● **PROVIDED DATA**
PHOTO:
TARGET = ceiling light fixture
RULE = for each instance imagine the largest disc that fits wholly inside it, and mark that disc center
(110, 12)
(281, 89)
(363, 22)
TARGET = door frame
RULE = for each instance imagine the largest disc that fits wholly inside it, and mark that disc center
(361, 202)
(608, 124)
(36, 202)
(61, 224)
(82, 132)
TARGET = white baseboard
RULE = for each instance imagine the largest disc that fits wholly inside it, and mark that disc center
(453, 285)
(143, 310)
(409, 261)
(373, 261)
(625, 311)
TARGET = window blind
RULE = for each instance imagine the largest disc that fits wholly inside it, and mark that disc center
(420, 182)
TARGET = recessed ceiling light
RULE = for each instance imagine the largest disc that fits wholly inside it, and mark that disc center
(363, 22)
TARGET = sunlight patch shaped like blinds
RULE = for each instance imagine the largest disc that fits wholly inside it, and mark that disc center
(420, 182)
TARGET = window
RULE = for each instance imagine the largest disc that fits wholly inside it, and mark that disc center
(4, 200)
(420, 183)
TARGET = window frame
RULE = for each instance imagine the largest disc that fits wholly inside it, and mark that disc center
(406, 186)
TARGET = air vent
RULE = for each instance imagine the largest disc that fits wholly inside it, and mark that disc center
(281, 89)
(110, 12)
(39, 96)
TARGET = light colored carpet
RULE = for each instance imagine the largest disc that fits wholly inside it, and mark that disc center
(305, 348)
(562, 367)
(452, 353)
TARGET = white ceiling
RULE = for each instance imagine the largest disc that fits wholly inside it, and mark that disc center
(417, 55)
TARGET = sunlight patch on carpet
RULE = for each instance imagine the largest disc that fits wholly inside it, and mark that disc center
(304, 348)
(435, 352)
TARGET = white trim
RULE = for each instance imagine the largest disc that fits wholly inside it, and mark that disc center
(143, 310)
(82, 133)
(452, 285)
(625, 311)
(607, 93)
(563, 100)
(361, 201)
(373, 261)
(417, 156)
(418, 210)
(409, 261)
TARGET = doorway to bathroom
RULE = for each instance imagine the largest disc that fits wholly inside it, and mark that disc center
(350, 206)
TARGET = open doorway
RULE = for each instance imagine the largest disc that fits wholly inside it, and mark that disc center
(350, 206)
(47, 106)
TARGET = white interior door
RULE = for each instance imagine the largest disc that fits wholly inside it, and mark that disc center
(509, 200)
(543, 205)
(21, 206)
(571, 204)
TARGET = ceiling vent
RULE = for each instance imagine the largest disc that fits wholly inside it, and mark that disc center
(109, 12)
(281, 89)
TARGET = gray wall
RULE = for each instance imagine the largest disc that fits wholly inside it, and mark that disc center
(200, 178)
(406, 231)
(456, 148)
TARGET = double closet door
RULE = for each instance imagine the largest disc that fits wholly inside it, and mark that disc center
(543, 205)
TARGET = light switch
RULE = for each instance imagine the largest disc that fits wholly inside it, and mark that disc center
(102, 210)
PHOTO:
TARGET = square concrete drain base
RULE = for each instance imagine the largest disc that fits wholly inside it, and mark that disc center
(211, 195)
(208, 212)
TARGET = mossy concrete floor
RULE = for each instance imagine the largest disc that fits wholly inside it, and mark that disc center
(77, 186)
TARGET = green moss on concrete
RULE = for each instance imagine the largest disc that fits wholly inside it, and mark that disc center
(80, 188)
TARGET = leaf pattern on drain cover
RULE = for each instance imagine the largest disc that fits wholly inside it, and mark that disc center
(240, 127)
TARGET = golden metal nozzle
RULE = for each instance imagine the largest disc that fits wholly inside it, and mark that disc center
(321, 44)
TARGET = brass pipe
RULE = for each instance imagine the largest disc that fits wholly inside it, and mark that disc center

● **WHAT YOU ARE ASKED TO DO**
Copy out all of the records above word for word, without changing anything.

● **FINISHED ANSWER**
PHOTO:
TARGET = ceiling light fixture
RULE = for each instance imagine the largest disc that fits wholly inside it, and mark that disc center
(110, 12)
(281, 89)
(363, 22)
TARGET = door frame
RULE = for each instance imagine the largest disc that fits wholly inside it, and mark that disc center
(361, 202)
(608, 124)
(36, 202)
(61, 224)
(82, 132)
TARGET = white baseboard
RULE = for each instance imagine the largest disc that fits wholly inside it, and mark that disc center
(453, 285)
(143, 310)
(409, 261)
(373, 261)
(625, 311)
TARGET = window blind
RULE = for each instance imagine the largest disc that fits wholly inside it, and mark that disc center
(420, 182)
TARGET = recessed ceiling light
RULE = for each instance imagine the largest disc that fits wholly inside it, and mark that disc center
(363, 22)
TARGET = sunlight patch shaped like blinds
RULE = for each instance imagine the largest disc that fits wholly inside it, and mark that disc center
(420, 182)
TARGET = window
RULE = for each instance imagine the largest disc that fits wholly inside it, and mark that disc center
(4, 200)
(420, 183)
TARGET = window frame
RULE = for each instance imagine the largest disc that fits wholly inside it, and mark that disc center
(406, 186)
TARGET = air vent
RULE = for each instance imagine the largest disc that fits wholly inside it, and mark that disc center
(281, 89)
(110, 12)
(39, 96)
TARGET = light colored carpet
RULE = for each instance imagine the largest disc that fits wholly inside it, and mark that disc center
(305, 348)
(562, 367)
(452, 353)
TARGET = white ceiling
RULE = for each instance imagine the largest disc that fits wholly inside it, and mark that disc center
(417, 55)
TARGET = sunlight patch on carpet
RULE = for each instance imagine the largest disc that fits wholly inside it, and mark that disc center
(304, 348)
(435, 352)
TARGET = white trim
RULE = for each instance imagine the largest disc that fits wholly inside it, and mark that disc center
(143, 310)
(82, 133)
(452, 285)
(625, 311)
(607, 93)
(563, 100)
(361, 201)
(373, 261)
(417, 156)
(418, 210)
(409, 261)
TARGET = doorway to bathroom
RULE = for each instance imagine the largest disc that fits wholly inside it, and mark that disc center
(350, 206)
TARGET = open doorway
RULE = for each instance imagine the largest disc that fits wholly inside it, and mark that disc center
(350, 206)
(47, 106)
TARGET = white interior door
RULE = for each instance imagine the largest disc that fits wholly inside it, and mark that disc center
(509, 200)
(543, 205)
(21, 206)
(571, 204)
TARGET = ceiling vent
RULE = for each instance imagine the largest disc that fits wholly inside it, and mark that disc center
(109, 12)
(281, 89)
TARGET = gray wall
RULE = for each instance imagine the largest disc that fits wholly inside it, and mark that disc center
(200, 178)
(406, 231)
(456, 148)
TARGET = double closet door
RULE = for each instance imagine the largest disc that fits wholly inside it, and mark that disc center
(543, 205)
TARGET = light switch
RULE = for each instance imagine the largest disc that fits wholly inside it, and mark that disc center
(102, 210)
PHOTO:
TARGET = square concrete drain base
RULE = for each instance imagine the largest disc that fits wholly inside it, and mark that disc center
(211, 195)
(208, 212)
TARGET = mossy concrete floor
RULE = for each instance imagine the largest disc that fits wholly inside it, and mark that disc center
(77, 186)
TARGET = green moss on concrete
RULE = for each instance imagine the largest disc that fits wholly inside it, and mark that disc center
(80, 188)
TARGET = leaf pattern on drain cover
RULE = for each instance imagine the largest disc that fits wholly inside it, and mark that disc center
(240, 127)
TARGET = golden metal nozzle
RULE = for each instance imagine the largest disc that fits wholly inside it, and mark that disc center
(321, 44)
TARGET = brass pipe
RULE = for each instance imagine the largest disc that fits wholly inside it, and mark that disc center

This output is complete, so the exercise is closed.